▼

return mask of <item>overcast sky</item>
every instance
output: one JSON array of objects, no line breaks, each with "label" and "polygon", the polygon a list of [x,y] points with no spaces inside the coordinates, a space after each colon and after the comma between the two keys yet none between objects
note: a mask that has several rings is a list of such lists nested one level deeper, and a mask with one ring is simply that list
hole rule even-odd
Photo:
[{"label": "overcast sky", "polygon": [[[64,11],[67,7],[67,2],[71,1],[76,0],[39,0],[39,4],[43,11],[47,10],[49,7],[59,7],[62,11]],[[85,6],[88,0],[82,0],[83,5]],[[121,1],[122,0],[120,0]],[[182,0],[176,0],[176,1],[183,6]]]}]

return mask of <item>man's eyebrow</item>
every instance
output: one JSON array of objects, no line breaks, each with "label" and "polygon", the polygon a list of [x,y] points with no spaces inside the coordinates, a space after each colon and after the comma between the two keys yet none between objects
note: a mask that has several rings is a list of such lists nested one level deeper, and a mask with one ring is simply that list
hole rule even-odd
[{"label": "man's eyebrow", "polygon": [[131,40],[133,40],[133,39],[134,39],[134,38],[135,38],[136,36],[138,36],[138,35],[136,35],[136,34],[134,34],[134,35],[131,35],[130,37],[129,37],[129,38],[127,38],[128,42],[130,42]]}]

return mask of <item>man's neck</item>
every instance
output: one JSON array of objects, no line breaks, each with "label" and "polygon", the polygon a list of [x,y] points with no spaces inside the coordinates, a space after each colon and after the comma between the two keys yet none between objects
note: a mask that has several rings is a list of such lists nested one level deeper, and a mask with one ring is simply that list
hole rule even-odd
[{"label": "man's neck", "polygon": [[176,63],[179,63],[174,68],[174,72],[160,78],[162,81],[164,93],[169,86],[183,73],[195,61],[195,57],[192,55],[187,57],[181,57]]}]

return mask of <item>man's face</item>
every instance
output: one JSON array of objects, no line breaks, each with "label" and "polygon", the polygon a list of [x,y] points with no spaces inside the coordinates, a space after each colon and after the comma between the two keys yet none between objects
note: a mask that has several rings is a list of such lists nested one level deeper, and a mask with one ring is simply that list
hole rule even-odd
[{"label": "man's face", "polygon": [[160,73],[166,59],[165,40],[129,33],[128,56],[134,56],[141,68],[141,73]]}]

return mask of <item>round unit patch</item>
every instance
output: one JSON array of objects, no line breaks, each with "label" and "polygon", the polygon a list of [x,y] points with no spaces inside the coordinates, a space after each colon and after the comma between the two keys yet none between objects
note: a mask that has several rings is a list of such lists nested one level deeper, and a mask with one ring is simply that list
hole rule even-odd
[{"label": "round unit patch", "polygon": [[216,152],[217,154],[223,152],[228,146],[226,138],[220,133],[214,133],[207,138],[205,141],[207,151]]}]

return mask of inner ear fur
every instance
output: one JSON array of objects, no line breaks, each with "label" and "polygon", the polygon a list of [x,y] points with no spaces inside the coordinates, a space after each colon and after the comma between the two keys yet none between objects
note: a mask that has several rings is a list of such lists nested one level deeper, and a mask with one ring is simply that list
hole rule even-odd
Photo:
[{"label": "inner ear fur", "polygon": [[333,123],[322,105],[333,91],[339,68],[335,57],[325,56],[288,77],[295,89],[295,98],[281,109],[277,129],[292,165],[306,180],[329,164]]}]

▲

Every entry must be quoted exactly as it appears above.

[Task answer]
return mask of <item>overcast sky</item>
every instance
output: one JSON array of objects, no line breaks, each with "label" and "polygon", the polygon a list of [x,y] points with no spaces inside the coordinates, a space after each colon and after the comma between the two keys yet none between objects
note: a mask that has several rings is a list of such lists nested one level deeper, and a mask with one ring is simply that list
hole rule even-odd
Photo:
[{"label": "overcast sky", "polygon": [[[64,11],[67,7],[67,2],[71,1],[76,0],[39,0],[39,4],[43,11],[47,10],[49,7],[59,7],[62,11]],[[85,6],[88,0],[82,0],[83,5]],[[121,1],[122,0],[120,0]],[[182,0],[176,0],[176,1],[183,6]]]}]

return mask of <item>man's eyebrow</item>
every instance
output: one JSON array of objects, no line breaks, each with "label" and "polygon", the polygon a list of [x,y] points with no spaces inside the coordinates, a space after each colon and after the comma between the two keys yet none between objects
note: a mask that has several rings is a list of such lists nested one level deeper, and a mask with one ring is simply that list
hole rule even-odd
[{"label": "man's eyebrow", "polygon": [[131,40],[133,40],[133,39],[134,39],[134,38],[135,38],[136,36],[138,36],[138,35],[136,35],[136,34],[134,34],[134,35],[131,35],[130,37],[129,37],[129,38],[127,38],[128,42],[130,42]]}]

return mask of <item>man's neck</item>
every instance
output: one JSON array of objects, no line breaks, each with "label" and "polygon", the polygon a list of [x,y] points with no spaces inside the coordinates, a space after each colon and after the comma between the two keys yet none between objects
note: a mask that has several rings is a list of such lists nested one level deeper, and a mask with one ring is simply that list
hole rule even-odd
[{"label": "man's neck", "polygon": [[176,63],[179,63],[174,68],[174,72],[160,78],[162,81],[164,93],[169,86],[183,73],[195,61],[195,57],[192,55],[187,57],[181,57]]}]

return mask of <item>man's face</item>
every instance
output: one JSON array of objects, no line breaks, each with "label" and "polygon", the polygon a list of [x,y] points with no spaces inside the coordinates, a space after each colon and after the comma between the two keys yet none between objects
note: a mask that has several rings is a list of such lists nested one level deeper, and a mask with one ring is simply that list
hole rule even-odd
[{"label": "man's face", "polygon": [[160,73],[166,59],[165,40],[129,33],[128,56],[134,56],[141,68],[141,73]]}]

return mask of <item>round unit patch</item>
every instance
output: one JSON array of objects, no line breaks, each with "label" and "polygon", the polygon a list of [x,y] points with no spaces inside the coordinates, a space after each colon and after the comma between the two keys yet none between objects
note: a mask that has several rings is a list of such lists nested one level deeper, and a mask with one ring is simply that list
hole rule even-odd
[{"label": "round unit patch", "polygon": [[216,152],[217,154],[223,152],[228,146],[226,138],[220,133],[214,133],[207,138],[205,141],[207,151]]}]

return mask of inner ear fur
every instance
output: one JSON array of objects, no line breaks, each with "label" and "polygon", the polygon a list of [x,y] points with no spaces inside the coordinates, a space after each colon and after the comma between the two keys yet none between objects
note: a mask that has several rings is a list of such lists nested one level deeper, and a mask with one ring is simply that list
hole rule even-odd
Photo:
[{"label": "inner ear fur", "polygon": [[333,123],[322,105],[333,91],[339,68],[335,57],[325,56],[288,77],[295,89],[295,98],[281,109],[277,129],[292,165],[306,180],[329,164]]}]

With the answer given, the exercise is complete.